Problem: Produce a perfect copy of the listing, matching each line.

Data to examine:
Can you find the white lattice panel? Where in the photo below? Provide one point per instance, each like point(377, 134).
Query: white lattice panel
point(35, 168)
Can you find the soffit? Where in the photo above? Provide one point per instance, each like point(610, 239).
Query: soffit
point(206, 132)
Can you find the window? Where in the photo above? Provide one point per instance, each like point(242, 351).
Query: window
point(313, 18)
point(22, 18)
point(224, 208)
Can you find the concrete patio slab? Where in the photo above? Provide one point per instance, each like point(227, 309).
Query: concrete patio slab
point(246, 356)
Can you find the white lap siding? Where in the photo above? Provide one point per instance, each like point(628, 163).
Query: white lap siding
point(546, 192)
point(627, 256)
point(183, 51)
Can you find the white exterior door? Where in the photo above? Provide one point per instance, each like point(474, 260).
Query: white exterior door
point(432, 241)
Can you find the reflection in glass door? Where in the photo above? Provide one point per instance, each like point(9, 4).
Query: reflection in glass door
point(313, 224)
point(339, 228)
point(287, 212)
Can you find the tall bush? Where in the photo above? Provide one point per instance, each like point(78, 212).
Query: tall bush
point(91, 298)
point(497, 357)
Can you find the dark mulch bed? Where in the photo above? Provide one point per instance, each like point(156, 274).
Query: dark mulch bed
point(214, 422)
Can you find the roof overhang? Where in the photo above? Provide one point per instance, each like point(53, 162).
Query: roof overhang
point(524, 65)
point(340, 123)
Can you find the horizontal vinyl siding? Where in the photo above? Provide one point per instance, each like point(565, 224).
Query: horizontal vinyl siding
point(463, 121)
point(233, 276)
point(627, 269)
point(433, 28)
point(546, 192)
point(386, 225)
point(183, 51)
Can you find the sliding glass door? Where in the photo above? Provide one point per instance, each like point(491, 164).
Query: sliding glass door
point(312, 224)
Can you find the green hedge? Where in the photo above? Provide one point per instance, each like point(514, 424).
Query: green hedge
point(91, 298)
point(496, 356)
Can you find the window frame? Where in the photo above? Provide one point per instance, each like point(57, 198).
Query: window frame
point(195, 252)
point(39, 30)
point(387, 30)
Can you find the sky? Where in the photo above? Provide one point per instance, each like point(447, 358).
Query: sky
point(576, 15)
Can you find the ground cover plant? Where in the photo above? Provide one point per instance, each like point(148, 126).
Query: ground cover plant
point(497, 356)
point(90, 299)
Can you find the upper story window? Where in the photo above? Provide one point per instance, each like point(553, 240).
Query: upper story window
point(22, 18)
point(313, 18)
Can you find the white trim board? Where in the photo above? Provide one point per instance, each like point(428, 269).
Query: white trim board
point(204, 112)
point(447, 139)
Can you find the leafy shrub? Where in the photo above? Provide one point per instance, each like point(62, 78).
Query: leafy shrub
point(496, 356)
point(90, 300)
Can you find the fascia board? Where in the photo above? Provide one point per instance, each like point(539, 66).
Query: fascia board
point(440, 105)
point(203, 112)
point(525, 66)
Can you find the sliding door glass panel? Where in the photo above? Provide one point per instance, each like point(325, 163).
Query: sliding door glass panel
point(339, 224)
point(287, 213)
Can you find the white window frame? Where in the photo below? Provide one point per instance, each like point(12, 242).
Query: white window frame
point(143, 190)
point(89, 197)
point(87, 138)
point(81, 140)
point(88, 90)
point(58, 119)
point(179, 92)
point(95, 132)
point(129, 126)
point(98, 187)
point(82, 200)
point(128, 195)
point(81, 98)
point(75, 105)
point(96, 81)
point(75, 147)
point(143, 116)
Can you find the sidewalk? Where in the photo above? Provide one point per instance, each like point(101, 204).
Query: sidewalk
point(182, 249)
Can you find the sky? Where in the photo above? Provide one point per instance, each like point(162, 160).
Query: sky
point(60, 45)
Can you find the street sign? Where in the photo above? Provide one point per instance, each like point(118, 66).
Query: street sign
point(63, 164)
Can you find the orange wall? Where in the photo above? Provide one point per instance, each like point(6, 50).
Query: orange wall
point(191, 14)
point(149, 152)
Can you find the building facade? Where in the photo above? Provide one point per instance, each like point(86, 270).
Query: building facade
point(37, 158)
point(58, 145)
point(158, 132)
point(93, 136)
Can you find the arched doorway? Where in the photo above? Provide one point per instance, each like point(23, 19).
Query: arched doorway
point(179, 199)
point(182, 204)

Response box:
Can you find the white lattice panel? Where in the photo below? Provide one point per instance, each like point(377, 134).
Query: white lattice panel
point(35, 168)
Can you find the soffit? Where in the photo above? Provide one point per instance, each like point(610, 239).
Query: soffit
point(206, 132)
Can you find the window? Where in the photo above? Provide one point per instance, each like point(242, 351).
Query: window
point(313, 18)
point(22, 18)
point(224, 208)
Can you find the concrete patio slab? Where in the photo above? Provide one point per instance, each like point(227, 309).
Query: concrete patio slab
point(246, 356)
Can you find the white lap siding? Where in the photo above? Provide one point per instance, each like point(628, 163).
Query: white lap siding
point(546, 192)
point(627, 256)
point(183, 51)
Can you find the white exterior door? Where in the photo above? Provide one point per instance, each like point(474, 260).
Query: white exterior door
point(432, 241)
Can you find the reflection in glass door? Where in the photo above? Provide one point per instance, each like point(9, 4).
Query: reflection in glass door
point(313, 224)
point(339, 228)
point(287, 212)
Can you find the tall bush? Where in the photo above? Provide one point per instance, each like point(78, 212).
Query: tall bush
point(91, 298)
point(497, 357)
Can you find the dark mulch bed? Where in the photo above? Provide one point per instance, each like point(156, 274).
Query: dark mulch bed
point(214, 422)
Can you find the roof overhang? Where in the photo above? Provide one point per instance, each like point(53, 162).
Query: roof overhang
point(524, 65)
point(340, 123)
Can you find the horizontal vinyl siding? Where in the photo above? Provide one point per instance, each like point(565, 224).
Query: horizontal vinyl siding
point(463, 121)
point(233, 276)
point(627, 269)
point(433, 28)
point(546, 192)
point(386, 225)
point(183, 51)
Can you find the sliding glass door? Where in the photo above? Provide one point per instance, each like point(491, 164).
Query: sliding glass door
point(312, 224)
Can you find the green hedge? Where in the photo above? Provide one point per instance, each like point(514, 424).
Query: green hedge
point(91, 298)
point(496, 356)
Can you find the window frame? Where in the photo above? Provide one point per instance, each like point(57, 198).
Query: window frame
point(195, 252)
point(39, 30)
point(387, 30)
Can you find the sky? Where in the photo above? Provide one point per instance, each like point(447, 358).
Query: sky
point(576, 15)
Can you find the ground cover plant? Where in the photo above? Provide one point per instance, each like point(148, 126).
Query: ground cover plant
point(497, 356)
point(90, 299)
Can you find the upper story window? Where in the photo above? Provide one point per instance, each like point(553, 240).
Query: upper story window
point(22, 18)
point(313, 18)
Can you find the white trim board? Where in the photo above? Provide one point per instance, each like point(428, 269).
Query: white trim board
point(204, 112)
point(447, 139)
Can you find the leafy shrub? Where in the photo above? Provide one point per instance, each like point(62, 78).
Query: leafy shrub
point(496, 356)
point(90, 300)
Can you find the fascia board? Where in the photo above? Provide one point per instance, each like point(539, 66).
Query: fascia board
point(440, 105)
point(203, 112)
point(525, 66)
Can you find the sliding door glass panel? Where in the photo above? Provide one point per instance, each like point(325, 163).
Query: sliding door glass panel
point(339, 224)
point(287, 213)
Can you find the white window frame? Where in the photo below? Provide one point per instance, each like point(12, 242).
Query: white window frame
point(143, 190)
point(89, 197)
point(87, 138)
point(81, 140)
point(88, 90)
point(58, 119)
point(179, 92)
point(95, 132)
point(129, 126)
point(98, 187)
point(82, 200)
point(128, 195)
point(81, 98)
point(75, 105)
point(96, 81)
point(75, 147)
point(143, 116)
Can you find the sidewalk? Where in the photo above? Provide one point per instance, each like point(101, 204).
Query: sidewalk
point(182, 249)
Can you find the sky? Where in the photo above? Provide one point per instance, each like point(162, 160).
Query: sky
point(60, 45)
Can you find the street sign? Where in the photo above? Provide one point per instance, each like point(118, 66).
Query: street sign
point(63, 164)
Can you find the orange wall? Where in the photo above? Provide one point per instance, each like point(6, 50).
Query: orange wall
point(191, 14)
point(149, 152)
Can you find the building facade? Where in the photo above? Provide one point per instance, each like point(86, 270).
Query: building facade
point(37, 158)
point(58, 145)
point(158, 132)
point(93, 136)
Can you find the arched doorway? Where in the photo above? Provide one point per instance, each like point(23, 19).
Query: arched doorway
point(179, 199)
point(182, 204)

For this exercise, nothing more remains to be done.